─── RECORDS FOR THE EXERCISE
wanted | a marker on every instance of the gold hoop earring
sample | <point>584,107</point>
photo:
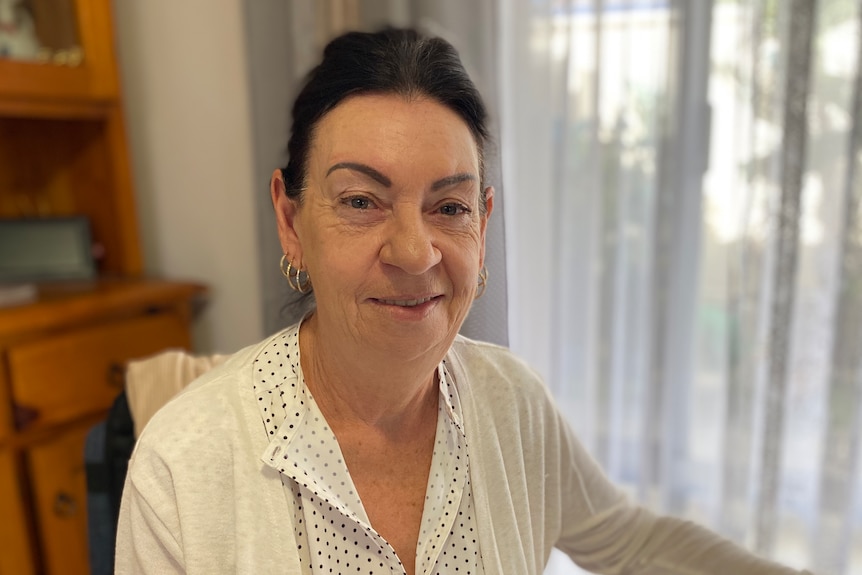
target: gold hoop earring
<point>483,283</point>
<point>294,276</point>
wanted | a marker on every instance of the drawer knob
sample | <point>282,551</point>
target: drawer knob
<point>116,375</point>
<point>65,505</point>
<point>24,415</point>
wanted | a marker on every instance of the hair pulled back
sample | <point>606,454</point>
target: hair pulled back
<point>392,61</point>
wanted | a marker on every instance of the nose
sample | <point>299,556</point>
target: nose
<point>409,243</point>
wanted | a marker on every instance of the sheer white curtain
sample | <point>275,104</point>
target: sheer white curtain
<point>683,250</point>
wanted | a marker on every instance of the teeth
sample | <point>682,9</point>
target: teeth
<point>407,302</point>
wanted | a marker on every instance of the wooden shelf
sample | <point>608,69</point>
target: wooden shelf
<point>63,152</point>
<point>64,306</point>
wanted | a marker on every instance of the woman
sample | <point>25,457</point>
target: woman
<point>371,438</point>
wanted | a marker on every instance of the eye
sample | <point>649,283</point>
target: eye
<point>358,202</point>
<point>454,209</point>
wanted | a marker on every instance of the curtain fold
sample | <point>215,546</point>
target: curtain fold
<point>683,243</point>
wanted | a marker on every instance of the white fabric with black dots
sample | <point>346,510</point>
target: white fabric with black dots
<point>333,532</point>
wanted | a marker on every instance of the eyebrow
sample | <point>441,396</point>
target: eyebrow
<point>383,180</point>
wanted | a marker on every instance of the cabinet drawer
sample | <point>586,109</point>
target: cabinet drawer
<point>16,550</point>
<point>58,378</point>
<point>59,484</point>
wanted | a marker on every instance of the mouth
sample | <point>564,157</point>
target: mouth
<point>404,302</point>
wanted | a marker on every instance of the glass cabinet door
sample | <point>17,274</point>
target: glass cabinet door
<point>40,31</point>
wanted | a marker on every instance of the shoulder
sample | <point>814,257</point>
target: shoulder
<point>499,380</point>
<point>483,362</point>
<point>212,412</point>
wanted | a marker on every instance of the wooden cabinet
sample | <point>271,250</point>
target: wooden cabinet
<point>63,152</point>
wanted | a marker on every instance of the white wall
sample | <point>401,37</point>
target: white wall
<point>183,67</point>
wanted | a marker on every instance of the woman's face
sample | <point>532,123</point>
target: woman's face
<point>390,228</point>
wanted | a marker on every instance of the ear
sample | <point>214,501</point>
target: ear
<point>489,207</point>
<point>286,211</point>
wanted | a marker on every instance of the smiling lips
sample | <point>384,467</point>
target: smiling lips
<point>407,302</point>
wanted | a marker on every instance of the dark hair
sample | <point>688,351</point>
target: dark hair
<point>392,61</point>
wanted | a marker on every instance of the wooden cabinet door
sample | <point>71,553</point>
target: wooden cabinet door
<point>59,484</point>
<point>16,549</point>
<point>58,378</point>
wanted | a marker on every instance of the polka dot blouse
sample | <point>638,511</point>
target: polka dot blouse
<point>333,532</point>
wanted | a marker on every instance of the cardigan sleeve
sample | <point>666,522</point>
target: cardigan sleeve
<point>148,530</point>
<point>537,487</point>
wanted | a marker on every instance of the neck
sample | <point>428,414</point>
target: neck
<point>355,386</point>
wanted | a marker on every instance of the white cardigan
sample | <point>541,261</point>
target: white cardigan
<point>199,498</point>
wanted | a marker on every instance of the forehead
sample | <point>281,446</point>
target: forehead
<point>392,133</point>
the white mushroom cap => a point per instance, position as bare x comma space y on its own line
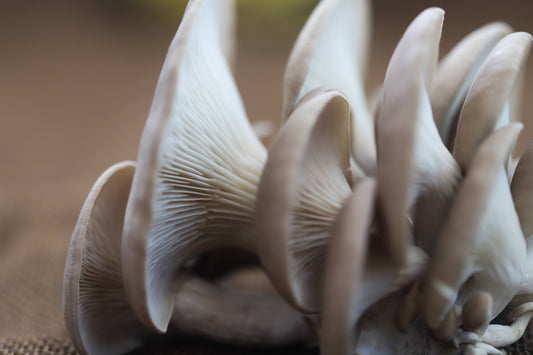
481, 247
455, 73
358, 275
522, 190
99, 317
486, 106
304, 183
412, 160
198, 166
336, 29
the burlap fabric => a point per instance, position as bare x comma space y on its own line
76, 86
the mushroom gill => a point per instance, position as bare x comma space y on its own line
199, 163
99, 317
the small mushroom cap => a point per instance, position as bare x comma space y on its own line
481, 239
411, 156
486, 106
199, 163
97, 314
455, 73
522, 190
336, 29
303, 185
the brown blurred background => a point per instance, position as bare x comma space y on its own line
76, 84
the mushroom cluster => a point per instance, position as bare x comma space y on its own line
400, 224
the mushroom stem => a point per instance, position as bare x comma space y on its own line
242, 317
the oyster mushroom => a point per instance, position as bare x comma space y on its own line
522, 190
486, 106
303, 185
481, 247
99, 317
455, 73
336, 29
412, 160
358, 273
199, 163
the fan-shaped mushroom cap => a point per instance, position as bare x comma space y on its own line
486, 106
99, 317
353, 280
481, 247
411, 157
97, 314
336, 29
455, 74
198, 167
304, 183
──────
Can you reproduce all of the data above line for line, leaving out the pictures?

→ SOLUTION:
wanted | a marker on every instance of the gold hoop earring
sample | <point>584,107</point>
photo:
target: gold hoop earring
<point>483,283</point>
<point>294,276</point>
wanted | a marker on every instance of the drawer knob
sample | <point>282,551</point>
target: drawer knob
<point>116,375</point>
<point>65,505</point>
<point>24,415</point>
wanted | a marker on every instance of the hair pulled back
sample | <point>606,454</point>
target: hair pulled back
<point>392,61</point>
wanted | a marker on every instance of the nose
sample | <point>299,556</point>
target: nose
<point>409,243</point>
wanted | a marker on every instance of the sheer white curtain
sample | <point>275,104</point>
target: sheer white curtain
<point>683,250</point>
wanted | a marker on every instance of the teeth
sample | <point>682,9</point>
target: teeth
<point>407,302</point>
wanted | a marker on every instance of the wooden shelf
sample | <point>608,69</point>
target: wooden shelf
<point>63,152</point>
<point>64,306</point>
wanted | a marker on every instance of the woman
sample | <point>25,457</point>
target: woman
<point>371,438</point>
wanted | a marker on every instance of the eye
sample | <point>649,283</point>
target: eye
<point>358,202</point>
<point>454,209</point>
wanted | a marker on every instance of the curtain fold
sample | <point>215,546</point>
target: curtain fold
<point>683,243</point>
wanted | a marker on every instance of the white fabric with black dots
sample | <point>346,510</point>
target: white fabric with black dots
<point>333,532</point>
wanted | a marker on every instance of the eyebrow
sample | <point>441,396</point>
target: eyebrow
<point>383,180</point>
wanted | a marker on every instance of the cabinet drawer
sample | <point>586,109</point>
target: cabinet drawer
<point>16,550</point>
<point>58,378</point>
<point>59,484</point>
wanted | a marker on every instance of the mouth
sample | <point>564,157</point>
target: mouth
<point>404,302</point>
wanted | a marker on every instance of the glass cabinet door
sample | <point>17,274</point>
target: glass cabinet door
<point>40,31</point>
wanted | a marker on every instance of the shoulder
sample | <point>814,257</point>
target: shoulder
<point>499,380</point>
<point>483,362</point>
<point>212,412</point>
wanted | a marker on every instance of the wooden cabinet
sample | <point>271,250</point>
target: wooden cabinet
<point>63,152</point>
wanted | a marker on every instance of the white wall
sample | <point>401,37</point>
target: white wall
<point>183,67</point>
wanted | a marker on every instance of the woman's face
sample | <point>532,123</point>
target: woman's face
<point>390,228</point>
wanted | a marker on every instance of the ear
sample | <point>214,501</point>
target: ear
<point>489,207</point>
<point>286,211</point>
wanted | a marker on every instance of the smiling lips
sample | <point>384,467</point>
target: smiling lips
<point>407,302</point>
wanted | a marker on every instance of the dark hair
sample | <point>688,351</point>
target: dark hair
<point>392,61</point>
wanted | a marker on every instance of the wooden cabinet door
sample | <point>71,553</point>
target: wooden cabinet door
<point>59,484</point>
<point>16,549</point>
<point>58,378</point>
wanted | a marker on every instance of the polka dot blouse
sample | <point>638,511</point>
target: polka dot blouse
<point>333,532</point>
wanted | a marker on every instance of the cardigan sleeve
sample | <point>666,522</point>
target: cardigan sleeve
<point>148,530</point>
<point>537,487</point>
wanted | a marker on every instance of the neck
sample | <point>428,414</point>
target: neck
<point>355,386</point>
wanted | a marker on every instance of the white cardigan
sample | <point>541,261</point>
target: white cardigan
<point>199,498</point>
wanted | a marker on every instance of the forehead
sample | <point>281,446</point>
target: forehead
<point>392,133</point>
the white mushroom cap => a point per instance, position as bare x comma space y on its own line
481, 247
455, 73
358, 275
522, 190
99, 317
486, 106
304, 183
412, 160
198, 166
336, 29
the burlap fabric => a point per instance, position as bare x comma space y on its own line
76, 86
the mushroom gill => a point per instance, position as bare x comma space y on its own line
199, 163
99, 317
the small mushroom cap => a point per instance, position as bare x comma space y on its own line
481, 239
411, 156
486, 106
199, 163
97, 314
455, 73
522, 190
336, 29
303, 185
the brown blurred background => a point per instance, position as bare x comma space y on its own line
76, 84
the mushroom cluster => a point per instance, position as bare x comma space y on its own line
400, 224
the mushroom stem => a point per instance, position as bare x comma space y on its own line
242, 317
the oyster mushroom => a point per instance, position as bare x comma space y on its own line
522, 190
486, 106
303, 185
481, 247
99, 317
455, 73
336, 29
412, 160
358, 273
199, 163
the fan-shaped mushroom cap => a point per instance, position as bare x comma space y on its own line
486, 106
99, 317
353, 280
481, 247
411, 157
97, 314
336, 29
455, 74
198, 167
304, 183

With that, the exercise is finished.